Location labeling records
────
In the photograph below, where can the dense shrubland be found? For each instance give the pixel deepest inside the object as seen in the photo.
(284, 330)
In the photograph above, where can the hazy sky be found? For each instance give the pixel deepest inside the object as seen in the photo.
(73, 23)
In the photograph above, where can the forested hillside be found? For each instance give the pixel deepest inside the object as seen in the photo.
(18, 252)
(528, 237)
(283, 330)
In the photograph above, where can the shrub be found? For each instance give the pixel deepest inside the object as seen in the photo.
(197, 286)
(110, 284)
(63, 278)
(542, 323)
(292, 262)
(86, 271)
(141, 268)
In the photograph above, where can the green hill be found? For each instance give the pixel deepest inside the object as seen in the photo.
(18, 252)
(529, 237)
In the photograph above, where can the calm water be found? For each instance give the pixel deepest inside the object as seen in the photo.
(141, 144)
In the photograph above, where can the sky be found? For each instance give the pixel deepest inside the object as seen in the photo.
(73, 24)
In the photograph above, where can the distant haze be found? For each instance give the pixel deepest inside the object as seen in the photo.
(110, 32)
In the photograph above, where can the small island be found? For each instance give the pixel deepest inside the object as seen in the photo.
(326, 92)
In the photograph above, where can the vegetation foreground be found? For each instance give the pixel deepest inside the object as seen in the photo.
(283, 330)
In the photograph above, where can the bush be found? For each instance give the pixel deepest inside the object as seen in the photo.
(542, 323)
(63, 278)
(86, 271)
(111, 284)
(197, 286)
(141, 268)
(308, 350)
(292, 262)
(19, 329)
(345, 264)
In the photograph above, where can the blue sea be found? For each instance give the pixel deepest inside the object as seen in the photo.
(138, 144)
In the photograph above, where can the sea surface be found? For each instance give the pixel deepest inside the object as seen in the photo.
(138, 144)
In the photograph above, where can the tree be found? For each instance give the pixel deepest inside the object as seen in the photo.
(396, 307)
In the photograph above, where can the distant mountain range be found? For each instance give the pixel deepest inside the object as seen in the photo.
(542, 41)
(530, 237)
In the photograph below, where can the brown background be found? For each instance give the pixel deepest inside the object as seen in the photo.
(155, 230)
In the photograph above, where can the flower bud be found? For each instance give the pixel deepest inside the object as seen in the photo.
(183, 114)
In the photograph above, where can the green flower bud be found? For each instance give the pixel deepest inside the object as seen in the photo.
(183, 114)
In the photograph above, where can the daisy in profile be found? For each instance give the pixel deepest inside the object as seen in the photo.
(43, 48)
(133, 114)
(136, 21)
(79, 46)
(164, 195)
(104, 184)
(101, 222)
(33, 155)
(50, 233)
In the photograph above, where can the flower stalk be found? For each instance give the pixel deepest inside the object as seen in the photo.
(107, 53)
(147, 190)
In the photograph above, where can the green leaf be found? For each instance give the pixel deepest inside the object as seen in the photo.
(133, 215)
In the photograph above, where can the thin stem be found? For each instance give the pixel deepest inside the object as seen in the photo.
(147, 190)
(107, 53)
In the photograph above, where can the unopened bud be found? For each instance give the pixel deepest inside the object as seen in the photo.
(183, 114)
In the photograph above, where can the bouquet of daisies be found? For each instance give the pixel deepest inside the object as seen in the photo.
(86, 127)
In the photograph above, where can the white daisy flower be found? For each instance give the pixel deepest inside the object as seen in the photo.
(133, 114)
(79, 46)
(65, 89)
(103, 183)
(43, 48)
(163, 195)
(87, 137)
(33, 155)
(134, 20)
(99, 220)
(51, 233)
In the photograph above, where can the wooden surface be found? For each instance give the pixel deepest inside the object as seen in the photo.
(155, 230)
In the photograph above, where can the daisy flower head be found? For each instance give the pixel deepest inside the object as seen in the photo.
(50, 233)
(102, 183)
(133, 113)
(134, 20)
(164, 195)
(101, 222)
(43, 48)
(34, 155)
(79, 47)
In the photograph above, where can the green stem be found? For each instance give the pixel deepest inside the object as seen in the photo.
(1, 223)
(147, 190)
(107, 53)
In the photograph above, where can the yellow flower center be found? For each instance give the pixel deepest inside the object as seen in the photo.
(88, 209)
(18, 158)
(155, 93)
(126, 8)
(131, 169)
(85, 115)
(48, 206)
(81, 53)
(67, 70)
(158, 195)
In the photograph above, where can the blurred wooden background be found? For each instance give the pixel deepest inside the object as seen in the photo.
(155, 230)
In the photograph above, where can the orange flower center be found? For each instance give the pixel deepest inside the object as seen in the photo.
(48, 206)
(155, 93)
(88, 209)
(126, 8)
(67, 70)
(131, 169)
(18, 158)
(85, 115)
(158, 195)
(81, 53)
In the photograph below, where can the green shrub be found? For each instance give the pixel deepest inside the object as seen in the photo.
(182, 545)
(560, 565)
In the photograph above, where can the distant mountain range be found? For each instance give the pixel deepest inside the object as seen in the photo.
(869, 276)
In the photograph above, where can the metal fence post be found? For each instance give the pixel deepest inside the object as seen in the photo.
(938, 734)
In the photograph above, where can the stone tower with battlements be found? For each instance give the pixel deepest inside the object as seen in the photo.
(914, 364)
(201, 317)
────
# EXERCISE DIRECTIONS
Take the line with "In the photograph above, where can the yellow" and all lines after it through the end of the records, and write them out exactly; include nothing else.

# RESULT OF THIS TASK
In the photograph above, where can the yellow flower center be found? For each instance give the pixel deepest inside the object as seen in the photo.
(88, 209)
(18, 158)
(155, 93)
(126, 8)
(131, 169)
(85, 115)
(48, 206)
(81, 53)
(67, 70)
(158, 195)
In the photograph above, where can the blurred wooden background be found? For each instance give the pixel deepest inside the object as seen in the photo.
(155, 230)
In the photograph above, where can the orange flower center be found? For each instance give the pixel deepest inside the object as seen in the photo.
(48, 206)
(155, 93)
(88, 209)
(126, 8)
(67, 70)
(131, 169)
(18, 158)
(85, 115)
(158, 195)
(81, 53)
In the photograph below, where can the green shrub be found? For each instance give the pixel deepest inside the object as seen in the photo.
(182, 545)
(560, 565)
In the photograph above, where can the distant mountain range be found? For each instance give the pixel deepest inside the object as seen in the photo.
(869, 276)
In the photograph above, where can the metal fence post be found? For each instance give the pixel deepest inside the object as seen in the photo.
(938, 734)
In the photograph above, where can the stone tower with battlements be found? For each instance give the pixel deepest inside the object as seen in the photo.
(914, 364)
(201, 317)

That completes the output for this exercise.